The task => Pictures do not belong in the copy; quote every entry below exactly.

Stored data entries
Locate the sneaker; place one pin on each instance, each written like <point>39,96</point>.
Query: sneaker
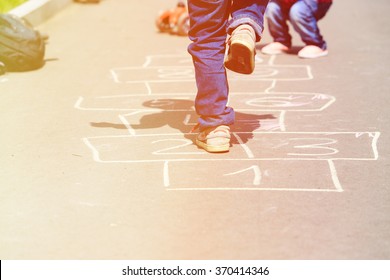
<point>312,52</point>
<point>214,139</point>
<point>240,56</point>
<point>275,48</point>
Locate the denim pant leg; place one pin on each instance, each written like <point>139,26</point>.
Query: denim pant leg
<point>208,20</point>
<point>277,17</point>
<point>304,16</point>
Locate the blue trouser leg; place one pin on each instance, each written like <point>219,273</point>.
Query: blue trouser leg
<point>208,31</point>
<point>303,16</point>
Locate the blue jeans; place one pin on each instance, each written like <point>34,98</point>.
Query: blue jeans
<point>209,26</point>
<point>303,16</point>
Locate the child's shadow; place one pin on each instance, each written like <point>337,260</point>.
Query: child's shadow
<point>180,115</point>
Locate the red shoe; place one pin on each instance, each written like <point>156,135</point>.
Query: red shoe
<point>312,52</point>
<point>214,139</point>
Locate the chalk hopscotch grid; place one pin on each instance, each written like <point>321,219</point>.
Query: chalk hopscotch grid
<point>189,77</point>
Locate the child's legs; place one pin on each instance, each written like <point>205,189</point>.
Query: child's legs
<point>303,19</point>
<point>248,12</point>
<point>277,17</point>
<point>208,35</point>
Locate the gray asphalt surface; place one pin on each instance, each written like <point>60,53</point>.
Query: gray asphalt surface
<point>97,159</point>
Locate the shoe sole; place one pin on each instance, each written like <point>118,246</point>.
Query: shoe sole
<point>212,148</point>
<point>242,57</point>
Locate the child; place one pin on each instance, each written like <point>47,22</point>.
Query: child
<point>209,27</point>
<point>303,16</point>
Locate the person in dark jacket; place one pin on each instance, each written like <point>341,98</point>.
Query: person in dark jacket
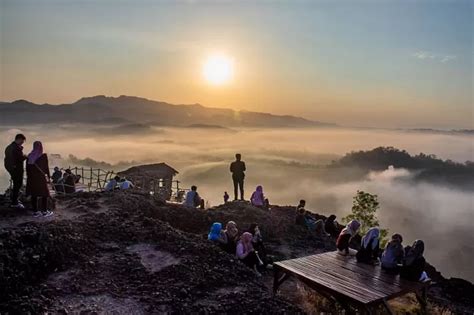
<point>393,254</point>
<point>57,175</point>
<point>37,177</point>
<point>331,227</point>
<point>369,249</point>
<point>237,168</point>
<point>300,218</point>
<point>258,244</point>
<point>345,237</point>
<point>69,182</point>
<point>13,161</point>
<point>414,262</point>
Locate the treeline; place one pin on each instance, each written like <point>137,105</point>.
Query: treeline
<point>429,167</point>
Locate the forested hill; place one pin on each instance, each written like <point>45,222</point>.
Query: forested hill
<point>428,167</point>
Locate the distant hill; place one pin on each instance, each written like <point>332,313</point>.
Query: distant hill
<point>428,168</point>
<point>125,110</point>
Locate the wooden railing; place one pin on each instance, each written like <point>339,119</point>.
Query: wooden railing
<point>95,179</point>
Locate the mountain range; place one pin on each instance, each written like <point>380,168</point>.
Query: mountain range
<point>132,110</point>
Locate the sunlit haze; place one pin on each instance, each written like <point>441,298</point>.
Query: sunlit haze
<point>387,63</point>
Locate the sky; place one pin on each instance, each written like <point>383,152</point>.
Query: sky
<point>357,63</point>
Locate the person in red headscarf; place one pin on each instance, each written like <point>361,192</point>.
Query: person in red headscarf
<point>38,176</point>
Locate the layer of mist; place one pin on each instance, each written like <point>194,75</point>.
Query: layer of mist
<point>290,164</point>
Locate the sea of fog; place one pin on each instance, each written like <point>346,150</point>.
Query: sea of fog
<point>289,164</point>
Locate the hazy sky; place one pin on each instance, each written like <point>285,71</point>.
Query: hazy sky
<point>371,63</point>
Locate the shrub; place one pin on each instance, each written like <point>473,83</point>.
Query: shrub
<point>364,208</point>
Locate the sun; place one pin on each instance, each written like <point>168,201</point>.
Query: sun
<point>218,69</point>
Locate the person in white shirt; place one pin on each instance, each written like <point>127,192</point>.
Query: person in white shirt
<point>193,199</point>
<point>125,184</point>
<point>112,184</point>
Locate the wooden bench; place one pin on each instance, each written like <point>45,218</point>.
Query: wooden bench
<point>351,284</point>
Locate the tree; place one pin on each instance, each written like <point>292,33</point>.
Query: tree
<point>364,208</point>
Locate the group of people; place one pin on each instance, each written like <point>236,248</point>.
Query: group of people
<point>37,175</point>
<point>118,183</point>
<point>64,182</point>
<point>247,247</point>
<point>237,168</point>
<point>395,259</point>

Response box =>
Locate the sneaker; place one pin on each instance, each written like <point>39,96</point>.
Query: sneaker
<point>312,52</point>
<point>214,139</point>
<point>240,56</point>
<point>275,48</point>
Locate the denim pant leg; place one pin on each instance, each written like <point>139,26</point>.
Query: denim pant leg
<point>208,20</point>
<point>277,17</point>
<point>304,16</point>
Locate the blue trouser leg; place one pin on each instance, each written like <point>219,273</point>.
Query: blue trouser leg
<point>208,31</point>
<point>303,16</point>
Locate the blue jeans; place one pin on each instance, each written like <point>34,98</point>.
Query: blue jeans
<point>209,26</point>
<point>303,16</point>
Locate the child's shadow; place one pin on each instance, each written like <point>337,260</point>.
Query: child's shadow
<point>180,115</point>
Locate the red shoe; place one pin on each instance, each written like <point>156,135</point>.
Query: red shoe
<point>312,52</point>
<point>214,139</point>
Locate the chalk hopscotch grid; place one pin on each instance, each written like <point>321,219</point>.
Query: chalk hopscotch grid
<point>189,77</point>
Locate the child's legs; place one pin on each instance, each written like <point>205,189</point>.
Query: child's legs
<point>303,19</point>
<point>248,12</point>
<point>277,17</point>
<point>208,35</point>
Locate the gray asphalt surface; place one pin on each instance, each written like <point>60,53</point>.
Query: gray asphalt surface
<point>97,159</point>
Locate the shoe sole; place one pin on each instance, each written like <point>118,246</point>.
Query: shoe sole
<point>212,148</point>
<point>242,57</point>
Locate the child; place one pin on each instance, each written like <point>47,22</point>.
Query: child
<point>209,27</point>
<point>303,16</point>
Locate the person in dark jacket; place one pin on each instance, each written like <point>341,98</point>.
Query: person in dark jacket
<point>393,254</point>
<point>57,175</point>
<point>37,177</point>
<point>331,227</point>
<point>369,249</point>
<point>237,168</point>
<point>300,218</point>
<point>258,244</point>
<point>345,237</point>
<point>69,182</point>
<point>13,161</point>
<point>414,262</point>
Locate the treeline; place one pin on each instance, each written like <point>137,105</point>.
Query: treeline
<point>429,167</point>
Locate the forested hill; place one pin on each instance, each written like <point>45,222</point>.
Query: forested hill
<point>428,167</point>
Locate the distant hill; place one pin on each instance, each written like <point>332,313</point>.
Query: distant hill
<point>428,168</point>
<point>125,110</point>
Locate the wooden railing; place one pin on each instance, each written like <point>339,119</point>.
Query: wooden railing
<point>95,179</point>
Locate the mountain range; place one pin on each instance, each written like <point>380,168</point>.
Query: mountain range
<point>132,110</point>
Locate the sunlit haze; place one pin on each instance, each written like <point>441,298</point>.
Query: sunlit haze
<point>387,63</point>
Locate the sky; place one pin on each instance, each written like <point>383,152</point>.
Query: sky
<point>357,63</point>
Locate the person in red headscarf; place one pin on each instance, each written like <point>361,192</point>.
Query: person in red headscarf
<point>38,176</point>
Locate the layer of mist; place one pin on each instance, each written like <point>194,75</point>.
Query: layer of mist
<point>290,164</point>
Locate the sea of fog; place one pin on each instance, each written like <point>346,150</point>.
Query: sea of fog
<point>289,164</point>
Locate the hazy sky; place one pin on each instance, each written like <point>285,71</point>.
Query: hazy sky
<point>371,63</point>
Locate the shrub; place one pin on each instance, each written like <point>473,83</point>.
Query: shrub
<point>364,208</point>
Locate the sun; place one pin on each instance, each written like <point>168,201</point>.
Query: sun
<point>218,69</point>
Locate the person in white shirt; place one pin on each instance, each written like <point>127,192</point>.
Query: person in white shirt
<point>193,199</point>
<point>125,184</point>
<point>112,184</point>
Locate the wooden bench; place one pin on each instance, each written like <point>45,218</point>.
Query: wooden bench
<point>351,284</point>
Locate the tree; place one pin on each instance, each written like <point>292,33</point>.
Query: tree
<point>364,208</point>
Locate the group of people; place one pin on each instance, each written like <point>236,248</point>.
Query: group of people
<point>37,175</point>
<point>118,183</point>
<point>64,182</point>
<point>247,247</point>
<point>237,168</point>
<point>395,259</point>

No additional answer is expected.